### PAGE TEXT
▽

Statistical data shows that Ho Chi Minh City’s exports in the first 10 months increased by only 4.9%, and imports by 5%, much lower than the national average (exports up 16%, imports up 18.8%).
According to Mr. Hoang, this is because the structure of Ho Chi Minh City’s exports differs from the national average. While the country saw strong growth in agricultural products and electronics, these are not the city’s strengths. Therefore, the city needs to develop a specialized topic to re-evaluate the market and export products, expand new markets, and diversify the product structure.
Regarding public investment, the disbursement progress remains low. To achieve 100% of the assigned target, public investment disbursement in Ho Chi Minh City must reach an average monthly increase of 24% in the last two months. This is considered highly challenging. The city needs specific solutions for each project, closely monitoring implementation progress.
The manufacturing sector, despite recording a positive signal with a 10.1% increase, 3.6 percentage points higher than the overall industry growth, still faces pressure from two centrally regulated sectors: electricity production decreased by 32.2%, reducing the industrial production index by 1.5 percentage points, and crude oil extraction decreased by 3.7%, further reducing it by 1.8 percentage points. These two sectors are expected to significantly impact the city’s industrial growth and GRDP in the final months of the year.

△

### GIVEN EXERCISE
Using the passage on Ho Chi Minh City's economy, answer these:
(a) By what percentage did the city's exports increase in the first 10 months?
(b) What average monthly increase in public investment disbursement must the city reach in the last two months to achieve 100% of the assigned target?
(c) By how much did electricity production decrease?

### SOURCE MATERIAL
▽

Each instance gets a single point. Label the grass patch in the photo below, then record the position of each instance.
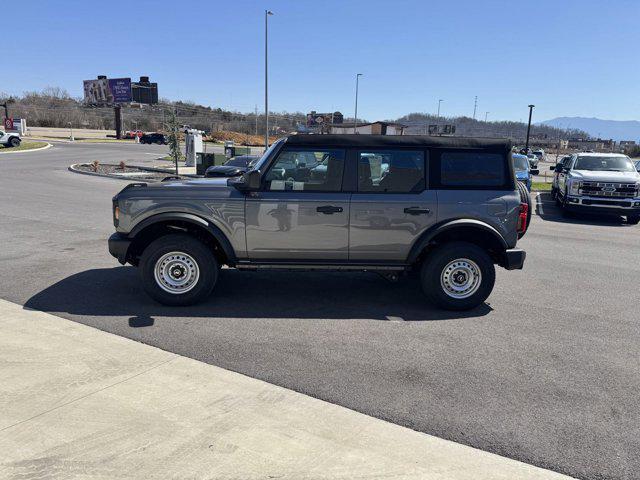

△

### RESPONSE BELOW
(a) 4.9%
(b) 24%
(c) 32.2%